## Trecho extraído
___
A reflexão é de Soraia Dojas Melo Silva Carellos. Ela é formada em psicologia pela PUC Minas e mestra na mesma área pela Universidade Federal do Rio de Janeiro – UFRJ. Leciona no curso de psicologia da PUC Minas, participa da Rede Celebra, coordena a Equipe de Liturgia da Paróquia de Santana Serra, em Belo Horizonte, onde também participa de grupos de leitura orante da Palavra.
1a leitura: At 4,32-35
Salmo: Sl 117(118),2-4.16ab-18.22-24 (R. 1)
2ª leitura: 1Jo 5,1-6
Evangelho: Jo 20,19-31
Estamos no tempo Pascal: tempo de renovar nossa adesão a Jesus e à vida que decorre da sua vitória sobre a morte. A ressurreição é uma experiência fundante da nossa fé.
Recordamos as manifestações de Jesus ressuscitado aos discípulos, encontros que abrem um caminho para que eles enfrentem a decepção, o medo e a tristeza, se fortaleçam para dar testemunho e continuar a missão do anúncio do Reino de Deus.
O Evangelho de hoje começa situando o tempo, o primeiro dia da semana, tempo que sempre aparece nos relatos da ressurreição e que marca o domingo como o dia do Senhor. Já pela expressão, ao anoitecer daquele dia, podemos observar o fechamento e o medo dos discípulos. Todos incrédulos, cheios de incertezas e desanimados, em dúvida diante da cruz. Nesta situação Jesus se pôs no meio deles e saúda: “A paz esteja convosco”. Jesus lhes mostra as mãos e o lado. Aquele que estava diante deles é o mesmo que fora crucificado. O relato confirma: o ressuscitado é o crucificado.
___
## Enunciado A
Informe quantas linhas dos registros contêm a palavra "rail", diferenciando maiúsculas de minúsculas, e responda só com o número.
## Enunciado B
Prossiga com a reflexão sobre o tempo pascal a partir do ponto em que ela termina.
A reflexão sobre o tempo pascal não tem relação com os registros.

## Informações fornecidas
___
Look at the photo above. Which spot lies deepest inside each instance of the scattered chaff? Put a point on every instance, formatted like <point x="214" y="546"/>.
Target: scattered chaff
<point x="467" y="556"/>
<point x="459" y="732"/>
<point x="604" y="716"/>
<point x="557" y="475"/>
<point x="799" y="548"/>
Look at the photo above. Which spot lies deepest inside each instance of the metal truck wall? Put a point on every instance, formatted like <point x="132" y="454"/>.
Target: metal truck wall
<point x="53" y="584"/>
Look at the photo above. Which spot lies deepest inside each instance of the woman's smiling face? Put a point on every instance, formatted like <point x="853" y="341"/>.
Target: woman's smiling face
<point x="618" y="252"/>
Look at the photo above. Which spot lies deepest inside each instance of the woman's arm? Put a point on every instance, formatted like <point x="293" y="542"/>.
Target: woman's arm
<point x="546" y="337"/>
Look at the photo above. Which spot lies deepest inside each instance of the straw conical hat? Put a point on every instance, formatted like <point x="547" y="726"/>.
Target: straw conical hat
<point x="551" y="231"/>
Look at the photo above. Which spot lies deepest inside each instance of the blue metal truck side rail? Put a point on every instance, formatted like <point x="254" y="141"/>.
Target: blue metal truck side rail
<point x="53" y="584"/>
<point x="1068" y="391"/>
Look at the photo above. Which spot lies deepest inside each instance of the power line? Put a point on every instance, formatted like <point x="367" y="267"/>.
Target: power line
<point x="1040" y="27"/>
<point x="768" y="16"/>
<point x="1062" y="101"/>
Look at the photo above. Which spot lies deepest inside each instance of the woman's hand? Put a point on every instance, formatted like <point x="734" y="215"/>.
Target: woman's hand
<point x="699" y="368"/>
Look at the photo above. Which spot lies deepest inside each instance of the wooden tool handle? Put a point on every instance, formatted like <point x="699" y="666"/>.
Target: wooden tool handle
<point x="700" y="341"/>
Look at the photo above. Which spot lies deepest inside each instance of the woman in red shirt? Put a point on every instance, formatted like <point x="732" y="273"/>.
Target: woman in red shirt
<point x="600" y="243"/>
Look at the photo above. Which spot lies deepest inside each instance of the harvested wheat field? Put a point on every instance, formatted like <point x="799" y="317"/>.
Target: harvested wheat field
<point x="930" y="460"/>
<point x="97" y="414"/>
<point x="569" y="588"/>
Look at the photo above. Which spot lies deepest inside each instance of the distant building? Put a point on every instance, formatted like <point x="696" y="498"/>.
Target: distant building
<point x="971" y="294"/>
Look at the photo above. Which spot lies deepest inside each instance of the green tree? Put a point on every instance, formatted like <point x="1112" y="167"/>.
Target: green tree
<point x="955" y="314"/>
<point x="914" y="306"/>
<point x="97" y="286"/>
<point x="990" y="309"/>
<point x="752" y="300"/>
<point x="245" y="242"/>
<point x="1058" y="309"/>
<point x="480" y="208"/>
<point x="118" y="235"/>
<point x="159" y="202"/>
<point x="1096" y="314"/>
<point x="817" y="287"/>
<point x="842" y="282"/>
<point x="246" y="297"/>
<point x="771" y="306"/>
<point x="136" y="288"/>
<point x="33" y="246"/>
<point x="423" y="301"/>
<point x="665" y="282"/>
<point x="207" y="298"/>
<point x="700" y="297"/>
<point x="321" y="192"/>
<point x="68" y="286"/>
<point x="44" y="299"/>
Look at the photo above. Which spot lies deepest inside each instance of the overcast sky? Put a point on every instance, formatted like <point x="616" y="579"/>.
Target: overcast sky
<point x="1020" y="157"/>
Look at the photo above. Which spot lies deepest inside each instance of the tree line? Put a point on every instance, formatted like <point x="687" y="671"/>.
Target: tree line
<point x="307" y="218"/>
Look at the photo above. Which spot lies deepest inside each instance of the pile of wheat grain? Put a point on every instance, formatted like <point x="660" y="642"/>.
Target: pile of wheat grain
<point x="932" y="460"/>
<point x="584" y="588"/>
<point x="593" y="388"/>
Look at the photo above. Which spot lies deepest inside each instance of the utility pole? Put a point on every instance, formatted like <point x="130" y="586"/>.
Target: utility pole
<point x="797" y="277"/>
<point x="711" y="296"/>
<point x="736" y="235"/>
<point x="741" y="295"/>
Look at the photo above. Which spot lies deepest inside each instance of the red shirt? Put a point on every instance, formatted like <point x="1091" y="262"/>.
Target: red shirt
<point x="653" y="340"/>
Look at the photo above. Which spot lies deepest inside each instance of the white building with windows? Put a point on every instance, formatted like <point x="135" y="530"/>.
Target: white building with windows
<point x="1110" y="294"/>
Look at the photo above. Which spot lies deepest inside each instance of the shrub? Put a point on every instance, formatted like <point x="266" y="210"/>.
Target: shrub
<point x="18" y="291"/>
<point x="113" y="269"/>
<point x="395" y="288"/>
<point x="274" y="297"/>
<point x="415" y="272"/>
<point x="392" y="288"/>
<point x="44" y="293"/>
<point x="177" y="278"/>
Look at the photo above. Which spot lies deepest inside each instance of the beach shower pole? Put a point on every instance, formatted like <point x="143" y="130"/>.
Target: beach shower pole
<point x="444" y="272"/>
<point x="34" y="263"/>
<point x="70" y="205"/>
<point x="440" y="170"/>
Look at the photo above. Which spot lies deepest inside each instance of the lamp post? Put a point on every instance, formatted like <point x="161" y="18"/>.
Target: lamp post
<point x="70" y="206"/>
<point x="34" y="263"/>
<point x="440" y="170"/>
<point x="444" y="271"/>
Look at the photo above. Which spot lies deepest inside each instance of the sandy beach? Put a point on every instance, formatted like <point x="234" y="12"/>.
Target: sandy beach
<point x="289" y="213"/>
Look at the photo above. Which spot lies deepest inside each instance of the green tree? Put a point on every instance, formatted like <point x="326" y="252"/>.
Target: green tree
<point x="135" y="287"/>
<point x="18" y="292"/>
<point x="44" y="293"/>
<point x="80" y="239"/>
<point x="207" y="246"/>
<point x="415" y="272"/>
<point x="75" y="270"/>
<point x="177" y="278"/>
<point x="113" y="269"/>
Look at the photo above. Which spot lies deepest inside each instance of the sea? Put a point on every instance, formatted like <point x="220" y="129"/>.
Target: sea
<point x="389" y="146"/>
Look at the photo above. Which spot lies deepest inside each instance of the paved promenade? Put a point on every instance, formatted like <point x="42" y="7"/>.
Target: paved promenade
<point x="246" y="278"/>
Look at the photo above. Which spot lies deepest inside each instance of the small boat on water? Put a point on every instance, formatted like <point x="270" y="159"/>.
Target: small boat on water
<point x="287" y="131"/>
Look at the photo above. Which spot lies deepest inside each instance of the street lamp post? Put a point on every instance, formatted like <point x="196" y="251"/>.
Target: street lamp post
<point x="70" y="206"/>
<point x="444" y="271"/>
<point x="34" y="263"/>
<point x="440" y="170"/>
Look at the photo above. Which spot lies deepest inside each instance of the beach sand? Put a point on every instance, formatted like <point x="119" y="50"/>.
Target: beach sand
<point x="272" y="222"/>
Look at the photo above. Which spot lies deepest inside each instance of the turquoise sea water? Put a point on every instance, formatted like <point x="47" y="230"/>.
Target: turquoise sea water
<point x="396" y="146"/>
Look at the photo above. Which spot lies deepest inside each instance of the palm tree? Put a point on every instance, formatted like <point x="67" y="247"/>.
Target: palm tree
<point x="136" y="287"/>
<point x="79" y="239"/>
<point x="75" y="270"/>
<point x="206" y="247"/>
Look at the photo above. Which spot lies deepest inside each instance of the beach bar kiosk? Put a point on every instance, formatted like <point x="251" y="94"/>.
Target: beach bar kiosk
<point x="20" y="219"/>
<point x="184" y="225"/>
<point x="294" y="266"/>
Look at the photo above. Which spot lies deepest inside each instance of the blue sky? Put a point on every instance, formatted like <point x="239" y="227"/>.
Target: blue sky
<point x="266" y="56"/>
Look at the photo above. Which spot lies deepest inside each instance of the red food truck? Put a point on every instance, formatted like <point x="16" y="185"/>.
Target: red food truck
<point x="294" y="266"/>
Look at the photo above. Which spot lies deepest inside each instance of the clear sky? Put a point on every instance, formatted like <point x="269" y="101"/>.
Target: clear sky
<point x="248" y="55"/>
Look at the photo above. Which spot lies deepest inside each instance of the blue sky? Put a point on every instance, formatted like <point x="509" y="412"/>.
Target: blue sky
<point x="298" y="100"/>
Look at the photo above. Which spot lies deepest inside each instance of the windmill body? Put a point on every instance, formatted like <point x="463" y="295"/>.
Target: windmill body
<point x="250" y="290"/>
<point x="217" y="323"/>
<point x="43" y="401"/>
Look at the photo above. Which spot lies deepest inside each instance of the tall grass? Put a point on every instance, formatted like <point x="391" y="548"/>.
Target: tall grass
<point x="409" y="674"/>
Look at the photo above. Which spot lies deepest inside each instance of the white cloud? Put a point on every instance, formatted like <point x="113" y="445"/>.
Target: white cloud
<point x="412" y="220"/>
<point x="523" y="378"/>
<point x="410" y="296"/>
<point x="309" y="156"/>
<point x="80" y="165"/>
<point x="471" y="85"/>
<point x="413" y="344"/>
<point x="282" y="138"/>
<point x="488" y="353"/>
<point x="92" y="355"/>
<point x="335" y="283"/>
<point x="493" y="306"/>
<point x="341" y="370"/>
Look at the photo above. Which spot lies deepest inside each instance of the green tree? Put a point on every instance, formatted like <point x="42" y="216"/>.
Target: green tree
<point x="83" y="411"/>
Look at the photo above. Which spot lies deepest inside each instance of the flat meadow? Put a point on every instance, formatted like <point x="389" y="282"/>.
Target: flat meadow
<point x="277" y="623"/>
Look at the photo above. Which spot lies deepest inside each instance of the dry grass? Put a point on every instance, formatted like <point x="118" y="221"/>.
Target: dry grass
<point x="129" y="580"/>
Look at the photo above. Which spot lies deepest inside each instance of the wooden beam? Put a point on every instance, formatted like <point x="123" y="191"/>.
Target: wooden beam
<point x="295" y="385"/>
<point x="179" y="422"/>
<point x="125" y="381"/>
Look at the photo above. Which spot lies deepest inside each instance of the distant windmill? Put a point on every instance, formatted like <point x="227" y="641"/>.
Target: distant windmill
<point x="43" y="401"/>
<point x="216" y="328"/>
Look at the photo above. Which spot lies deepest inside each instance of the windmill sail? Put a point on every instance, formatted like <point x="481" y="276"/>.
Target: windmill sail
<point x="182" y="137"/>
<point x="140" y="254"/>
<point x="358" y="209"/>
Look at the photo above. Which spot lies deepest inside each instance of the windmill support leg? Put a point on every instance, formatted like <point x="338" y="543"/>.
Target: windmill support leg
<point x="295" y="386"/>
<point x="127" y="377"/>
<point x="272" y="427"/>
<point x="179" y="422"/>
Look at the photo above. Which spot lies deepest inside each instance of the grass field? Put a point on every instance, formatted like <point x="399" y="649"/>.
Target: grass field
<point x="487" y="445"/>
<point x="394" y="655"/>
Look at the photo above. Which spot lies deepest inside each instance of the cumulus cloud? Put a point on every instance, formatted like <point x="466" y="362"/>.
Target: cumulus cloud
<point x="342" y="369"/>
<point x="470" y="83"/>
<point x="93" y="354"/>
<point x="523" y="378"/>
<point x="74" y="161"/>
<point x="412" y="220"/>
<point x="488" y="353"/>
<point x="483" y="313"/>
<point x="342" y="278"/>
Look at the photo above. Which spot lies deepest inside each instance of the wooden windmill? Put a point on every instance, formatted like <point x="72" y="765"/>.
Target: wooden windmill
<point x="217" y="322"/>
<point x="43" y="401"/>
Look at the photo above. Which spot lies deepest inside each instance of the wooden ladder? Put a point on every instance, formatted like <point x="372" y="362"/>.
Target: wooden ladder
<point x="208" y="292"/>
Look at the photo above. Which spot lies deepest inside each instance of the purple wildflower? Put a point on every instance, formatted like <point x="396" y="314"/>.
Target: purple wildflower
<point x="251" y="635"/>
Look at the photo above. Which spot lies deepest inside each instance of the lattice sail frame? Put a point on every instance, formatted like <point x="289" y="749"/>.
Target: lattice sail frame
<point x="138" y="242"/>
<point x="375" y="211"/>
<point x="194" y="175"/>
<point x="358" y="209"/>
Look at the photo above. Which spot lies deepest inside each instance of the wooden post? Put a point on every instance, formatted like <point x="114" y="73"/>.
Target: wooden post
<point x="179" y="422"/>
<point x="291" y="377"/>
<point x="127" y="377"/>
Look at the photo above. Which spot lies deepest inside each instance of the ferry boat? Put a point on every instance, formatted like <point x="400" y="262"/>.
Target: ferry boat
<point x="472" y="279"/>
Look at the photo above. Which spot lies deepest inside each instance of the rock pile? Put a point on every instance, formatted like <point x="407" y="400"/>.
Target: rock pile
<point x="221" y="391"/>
___
## Resposta escrita A
2

## Resposta escrita B
Embora vivo ele traz os sinais da paixão, marcas da sua morte. O evangelista João nos ajuda a entender o sentido da cruz. Em seguida, vendo o medo deles, Jesus mesmo os envia para a missão soprando sobre eles o Espírito. A vivência deste encontro os transforma. A glória vem com a cruz. Se nos paralisarmos diante da cruz não seremos deslocados do lugar que o medo nos detém. Observamos o medo transformado em alegria, sinal do cristão, o fortalecimento da comunidade. A comunidade faz a experiência da Páscoa e é recriada pelo mesmo sopro do Espírito que criou a humanidade e ressuscitou Jesus dos mortos.
Tomé não estava reunido com eles e não viveu esta experiência, permanecendo na mesma situação dos demais antes do encontro com Jesus. E não se deixou tocar pela experiência de seus irmãos. Não acreditava no testemunho deles quando disseram: “Vimos o Senhor!” Ferido, como todos os outros, ele quer ver as feridas de Jesus. Por isso exigia, ver os sinais da paixão e da morte no corpo daquele que proclamavam vivo.
Tomé não conseguia conectar aquele que morrera de modo brutal e vergonhoso à sua manifestação pessoal na reunião da comunidade, testemunhada pelos irmãos. Mas ele não é julgado. Ao contrário, Tomé é acolhido por seus amigos, pois retorna à comunidade. No oitavo dia, o Jesus Ressuscitado se põe no meio deles. Novamente, não há barreiras para ele, pois a morte, a grande barreira, já fora vencida.
Tomé tinha agido e reagido com sua incredulidade, exigindo apalpar as feridas e, distante da comunidade, não pode ter curadas as suas próprias. O que pensar desta reação? Ele é um dos doze, de quem se espera uma fé impecável. Podemos até pensar em uma fé pouco amadurecida? Atitude reprovável...?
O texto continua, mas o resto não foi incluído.